DIRECTIONS FOR THIS TASK:
Write down the whole MAVIS text below word for word.

MAVIS comprises of speech recognition software components that run as a service in the Windows Azure Platform , full text search components that run in SQL Server 2005/2008 sample aspx pages for the UI and some client side PowerShell and .NET tools. The MAVIS client side tools make it easy to submit audio video content to the speech recognition application running in the Azure service using an RSS formatted file and retrieve the results so they can be imported into a SQL Server for full text indexing which enables the audio video content to be searched just like other textual content.

MAVIS is currently a research project with a limited technical preview program. If you have deployed Microsoft SQL Server, have large speech archives and are interested in the MAVIS technical preview program, contact us.

MAVIS Architecture

Speech-Recognition for Audio Indexing Backgrounder

There are two fundamentally different approaches to speech recognition, one referred to as Phonetic indexing and the other Large-vocabulary Continuous Speech Recognition (LVCSR).

  • Phonetic indexing is based on phonetic representations of the pronunciation of the spoken terms and has no notion of words. It performs phonetic based recognition during the indexing process, and at search time, the query is translated into its phonetic spelling which is then matched against the phonetic recognition result. Although this technique has the advantage of not depending on a preconfigured vocabulary, it is not appropriate for searching large audio archives of 10,000s hours because of the high probability of errors using phonetic recognition. It is however appropriate for relatively small amounts of audio as might be the case for searching personal recordings of meetings or lectures. Microsoft has utilized this technique with success to enable the “Audio Search” feature in Office OneNote 2007.

PROVIDED MATERIAL:

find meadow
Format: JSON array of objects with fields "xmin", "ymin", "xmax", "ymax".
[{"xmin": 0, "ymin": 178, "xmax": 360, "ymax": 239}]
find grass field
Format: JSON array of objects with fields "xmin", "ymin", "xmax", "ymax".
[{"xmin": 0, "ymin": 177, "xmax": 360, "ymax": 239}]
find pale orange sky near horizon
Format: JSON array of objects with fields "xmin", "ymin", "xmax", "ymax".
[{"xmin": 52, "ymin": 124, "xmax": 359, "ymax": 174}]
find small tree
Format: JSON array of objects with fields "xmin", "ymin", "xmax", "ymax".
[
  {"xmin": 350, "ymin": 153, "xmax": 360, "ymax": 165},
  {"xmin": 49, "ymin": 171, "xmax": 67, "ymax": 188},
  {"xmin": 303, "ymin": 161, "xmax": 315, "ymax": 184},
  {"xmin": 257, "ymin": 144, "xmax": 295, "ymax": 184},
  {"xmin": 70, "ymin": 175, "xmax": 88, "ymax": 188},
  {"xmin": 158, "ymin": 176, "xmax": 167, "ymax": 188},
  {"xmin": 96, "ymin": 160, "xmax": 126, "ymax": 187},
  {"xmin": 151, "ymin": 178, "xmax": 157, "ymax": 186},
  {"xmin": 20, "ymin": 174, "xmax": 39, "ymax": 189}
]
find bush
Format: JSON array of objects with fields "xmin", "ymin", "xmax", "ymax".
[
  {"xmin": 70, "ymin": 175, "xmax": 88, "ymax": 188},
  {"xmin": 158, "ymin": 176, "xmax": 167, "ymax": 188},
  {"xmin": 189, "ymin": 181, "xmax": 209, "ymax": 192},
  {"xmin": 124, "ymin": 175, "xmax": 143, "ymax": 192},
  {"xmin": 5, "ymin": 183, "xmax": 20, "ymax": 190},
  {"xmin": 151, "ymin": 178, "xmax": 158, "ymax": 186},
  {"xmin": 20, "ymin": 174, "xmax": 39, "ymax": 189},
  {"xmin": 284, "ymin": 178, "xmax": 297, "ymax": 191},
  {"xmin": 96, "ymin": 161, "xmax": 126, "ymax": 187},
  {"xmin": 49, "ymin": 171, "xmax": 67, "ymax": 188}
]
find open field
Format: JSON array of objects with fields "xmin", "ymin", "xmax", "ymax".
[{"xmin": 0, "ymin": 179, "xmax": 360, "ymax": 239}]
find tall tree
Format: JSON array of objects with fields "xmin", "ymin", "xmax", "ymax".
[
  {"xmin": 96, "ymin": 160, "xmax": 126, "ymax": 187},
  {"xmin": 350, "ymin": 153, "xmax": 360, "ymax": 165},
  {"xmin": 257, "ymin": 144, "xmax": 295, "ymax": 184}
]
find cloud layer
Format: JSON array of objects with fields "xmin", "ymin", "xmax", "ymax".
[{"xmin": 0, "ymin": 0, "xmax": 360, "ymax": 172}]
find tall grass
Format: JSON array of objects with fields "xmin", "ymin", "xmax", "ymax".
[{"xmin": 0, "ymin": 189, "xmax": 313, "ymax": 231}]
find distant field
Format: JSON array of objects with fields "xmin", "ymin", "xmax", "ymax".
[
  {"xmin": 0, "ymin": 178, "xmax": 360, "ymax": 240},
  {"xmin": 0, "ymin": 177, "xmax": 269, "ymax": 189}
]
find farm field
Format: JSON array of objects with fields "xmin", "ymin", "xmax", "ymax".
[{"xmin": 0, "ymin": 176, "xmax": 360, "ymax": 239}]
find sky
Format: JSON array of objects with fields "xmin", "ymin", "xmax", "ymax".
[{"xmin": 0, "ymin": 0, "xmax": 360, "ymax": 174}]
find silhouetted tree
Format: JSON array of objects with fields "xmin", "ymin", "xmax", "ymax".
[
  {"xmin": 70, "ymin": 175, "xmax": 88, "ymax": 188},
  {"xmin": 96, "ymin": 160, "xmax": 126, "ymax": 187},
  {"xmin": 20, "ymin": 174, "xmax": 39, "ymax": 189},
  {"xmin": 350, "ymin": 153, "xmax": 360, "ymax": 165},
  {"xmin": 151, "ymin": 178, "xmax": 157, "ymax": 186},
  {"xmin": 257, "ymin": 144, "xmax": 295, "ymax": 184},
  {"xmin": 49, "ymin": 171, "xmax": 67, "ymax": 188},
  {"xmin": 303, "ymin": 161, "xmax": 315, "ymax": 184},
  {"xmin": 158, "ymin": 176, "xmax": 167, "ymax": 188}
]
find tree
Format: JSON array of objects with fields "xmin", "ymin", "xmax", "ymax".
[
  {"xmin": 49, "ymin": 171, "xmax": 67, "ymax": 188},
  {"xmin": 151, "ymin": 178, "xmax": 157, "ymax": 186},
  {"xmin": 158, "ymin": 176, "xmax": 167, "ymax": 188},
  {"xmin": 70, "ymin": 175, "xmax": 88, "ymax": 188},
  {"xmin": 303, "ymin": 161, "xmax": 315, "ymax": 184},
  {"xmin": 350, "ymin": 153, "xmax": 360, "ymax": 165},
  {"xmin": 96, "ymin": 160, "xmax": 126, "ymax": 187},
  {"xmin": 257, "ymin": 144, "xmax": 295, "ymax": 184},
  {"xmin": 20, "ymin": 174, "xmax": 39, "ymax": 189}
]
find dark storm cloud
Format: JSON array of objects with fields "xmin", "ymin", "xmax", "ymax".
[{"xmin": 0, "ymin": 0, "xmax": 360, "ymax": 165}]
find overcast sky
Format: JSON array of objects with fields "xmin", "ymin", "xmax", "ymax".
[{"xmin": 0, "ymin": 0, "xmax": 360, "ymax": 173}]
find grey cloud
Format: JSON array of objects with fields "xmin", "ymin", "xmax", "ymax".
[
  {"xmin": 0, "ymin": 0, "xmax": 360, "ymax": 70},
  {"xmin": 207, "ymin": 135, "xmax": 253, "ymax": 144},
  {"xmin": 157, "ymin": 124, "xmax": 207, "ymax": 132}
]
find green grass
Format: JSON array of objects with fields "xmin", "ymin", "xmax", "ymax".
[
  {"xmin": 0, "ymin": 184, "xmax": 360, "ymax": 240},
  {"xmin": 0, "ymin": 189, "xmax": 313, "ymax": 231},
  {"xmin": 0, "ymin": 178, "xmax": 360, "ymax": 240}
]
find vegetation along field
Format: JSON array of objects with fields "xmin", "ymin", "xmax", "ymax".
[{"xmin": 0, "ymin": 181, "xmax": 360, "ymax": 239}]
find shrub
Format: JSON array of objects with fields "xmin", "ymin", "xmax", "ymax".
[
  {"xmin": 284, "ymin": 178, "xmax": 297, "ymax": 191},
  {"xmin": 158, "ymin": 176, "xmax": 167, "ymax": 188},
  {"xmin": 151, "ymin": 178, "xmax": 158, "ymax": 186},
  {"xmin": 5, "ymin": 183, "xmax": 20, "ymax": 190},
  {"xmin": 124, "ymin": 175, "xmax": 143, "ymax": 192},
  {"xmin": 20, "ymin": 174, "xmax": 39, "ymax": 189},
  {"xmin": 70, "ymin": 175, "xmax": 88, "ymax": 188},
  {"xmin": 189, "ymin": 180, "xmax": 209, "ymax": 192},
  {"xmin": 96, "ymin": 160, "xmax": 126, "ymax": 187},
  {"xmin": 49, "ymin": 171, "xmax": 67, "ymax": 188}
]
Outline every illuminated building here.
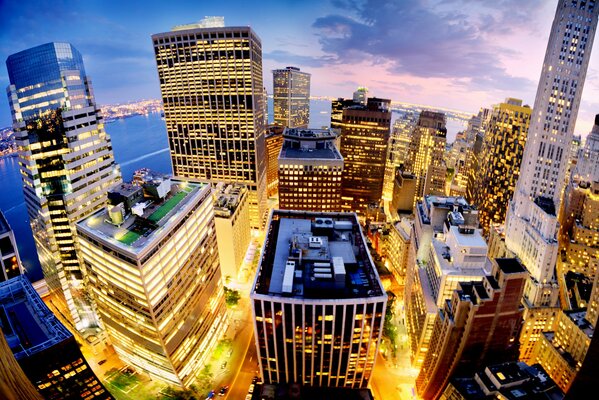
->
[383,113,417,201]
[404,196,486,367]
[416,258,527,399]
[0,275,113,400]
[505,0,599,308]
[6,43,121,329]
[574,114,599,182]
[353,86,368,106]
[77,179,227,386]
[213,183,252,279]
[0,210,24,282]
[152,19,266,228]
[264,125,285,198]
[272,67,310,128]
[405,111,447,200]
[250,210,387,389]
[531,310,594,392]
[386,217,413,290]
[472,98,532,237]
[278,128,343,211]
[440,362,564,400]
[340,97,391,214]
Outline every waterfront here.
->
[0,98,464,281]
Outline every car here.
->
[218,385,229,396]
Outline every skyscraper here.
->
[272,67,310,128]
[0,210,24,282]
[405,111,447,200]
[6,43,121,329]
[0,275,113,400]
[506,0,599,307]
[340,97,391,214]
[472,99,532,237]
[250,210,387,389]
[77,178,227,386]
[278,128,343,211]
[152,24,266,227]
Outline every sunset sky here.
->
[0,0,599,135]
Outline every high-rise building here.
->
[574,114,599,182]
[416,258,527,399]
[383,112,418,201]
[0,275,113,400]
[440,362,564,400]
[0,210,25,282]
[340,97,391,214]
[278,128,343,211]
[506,0,599,307]
[152,21,266,228]
[250,210,387,388]
[77,177,227,386]
[6,43,121,329]
[404,196,491,367]
[213,183,252,281]
[264,125,285,198]
[272,67,310,128]
[472,98,532,237]
[405,111,447,200]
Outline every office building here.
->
[272,67,310,128]
[340,97,391,214]
[264,125,285,198]
[531,310,594,392]
[440,362,564,400]
[0,210,25,282]
[250,210,387,389]
[383,112,418,201]
[416,258,527,399]
[6,43,121,330]
[506,0,599,307]
[278,128,343,211]
[77,177,227,387]
[353,86,368,106]
[472,98,532,237]
[404,196,482,367]
[152,20,266,228]
[405,111,447,200]
[0,275,113,400]
[405,197,491,366]
[213,183,252,281]
[574,114,599,182]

CORRECT RESPONSE:
MAVIS comprises of speech recognition software components that run as a service in the Windows Azure Platform , full text search components that run in SQL Server 2005/2008 sample aspx pages for the UI and some client side PowerShell and .NET tools. The MAVIS client side tools make it easy to submit audio video content to the speech recognition application running in the Azure service using an RSS formatted file and retrieve the results so they can be imported into a SQL Server for full text indexing which enables the audio video content to be searched just like other textual content.

MAVIS is currently a research project with a limited technical preview program. If you have deployed Microsoft SQL Server, have large speech archives and are interested in the MAVIS technical preview program, contact us.

MAVIS Architecture

Speech-Recognition for Audio Indexing Backgrounder

There are two fundamentally different approaches to speech recognition, one referred to as Phonetic indexing and the other Large-vocabulary Continuous Speech Recognition (LVCSR).

  • Phonetic indexing is based on phonetic representations of the pronunciation of the spoken terms and has no notion of words. It performs phonetic based recognition during the indexing process, and at search time, the query is translated into its phonetic spelling which is then matched against the phonetic recognition result. Although this technique has the advantage of not depending on a preconfigured vocabulary, it is not appropriate for searching large audio archives of 10,000s hours because of the high probability of errors using phonetic recognition. It is however appropriate for relatively small amounts of audio as might be the case for searching personal recordings of meetings or lectures. Microsoft has utilized this technique with success to enable the “Audio Search” feature in Office OneNote 2007.